RICHMOND, Va. (WRIC) - About 5,000 paralyzed veterans and active-duty military members come to Richmond every year for care at the McGuire VA Medical Center. Now they will have a chance to do something many never imagined.
"It's kinda exhilarating to be able to do it again," says retired Army Sargeant Dan Rose, as he walks with the help of the Ekso Bionics exoskeleton.
It looks like something out of a science fiction movie, but the robotic suit is providing real possibilities for patients. Rose explains, "After my accident I gave up on the hope of walking and tried to focus on what I needed to do to live an independent life. And so I didn't think of walking again. I thought it was a pipe dream so I didn't try to pursue it."
Rose has been paralyzed from the chest down since 2011 when an IED blast in Southern Afghanistan severed his spinal cord. He first stepped into the exoskeleton last year at a hospital and received his own around Thanksgiving.

----

• _ACTIONS TO TAKE_
1. In the exoskeleton report above, transcribe the passage starting at "RICHMOND, Va. (WRIC)" and ending at "many never imagined.".
2. List every place the exoskeleton report names, including the named medical facility.

• _PROVIDED DATA_
----

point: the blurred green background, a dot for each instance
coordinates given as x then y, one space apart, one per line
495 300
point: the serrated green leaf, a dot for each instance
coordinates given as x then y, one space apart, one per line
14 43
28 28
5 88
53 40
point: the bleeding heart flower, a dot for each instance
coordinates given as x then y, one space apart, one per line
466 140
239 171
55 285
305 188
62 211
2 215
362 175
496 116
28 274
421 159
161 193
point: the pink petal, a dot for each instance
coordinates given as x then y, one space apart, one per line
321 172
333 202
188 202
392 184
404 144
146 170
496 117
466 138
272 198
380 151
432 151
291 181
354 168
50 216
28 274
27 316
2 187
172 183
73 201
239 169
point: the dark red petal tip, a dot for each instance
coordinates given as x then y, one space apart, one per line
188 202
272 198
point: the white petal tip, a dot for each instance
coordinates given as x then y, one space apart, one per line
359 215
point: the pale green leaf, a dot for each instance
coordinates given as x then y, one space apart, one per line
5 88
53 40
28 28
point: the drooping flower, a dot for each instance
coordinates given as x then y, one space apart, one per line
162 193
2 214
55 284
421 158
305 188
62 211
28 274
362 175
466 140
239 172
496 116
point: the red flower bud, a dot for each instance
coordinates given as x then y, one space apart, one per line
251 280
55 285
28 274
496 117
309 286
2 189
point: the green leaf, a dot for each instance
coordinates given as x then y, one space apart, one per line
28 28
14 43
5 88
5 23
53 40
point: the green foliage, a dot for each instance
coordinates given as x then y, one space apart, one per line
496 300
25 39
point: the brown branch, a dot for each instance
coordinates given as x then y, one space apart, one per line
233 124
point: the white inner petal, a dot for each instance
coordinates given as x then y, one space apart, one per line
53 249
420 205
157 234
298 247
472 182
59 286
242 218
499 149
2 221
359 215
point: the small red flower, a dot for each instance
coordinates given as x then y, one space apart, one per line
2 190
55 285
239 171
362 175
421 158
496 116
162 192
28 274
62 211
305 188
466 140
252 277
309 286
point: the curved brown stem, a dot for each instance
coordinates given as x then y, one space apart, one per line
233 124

----

• _ANSWERS BY TASK_
1.
RICHMOND, Va. (WRIC) - About 5,000 paralyzed veterans and active-duty military members come to Richmond every year for care at the McGuire VA Medical Center. Now they will have a chance to do something many never imagined.

2.
- Richmond, Va.
- McGuire VA Medical Center
- Southern Afghanistan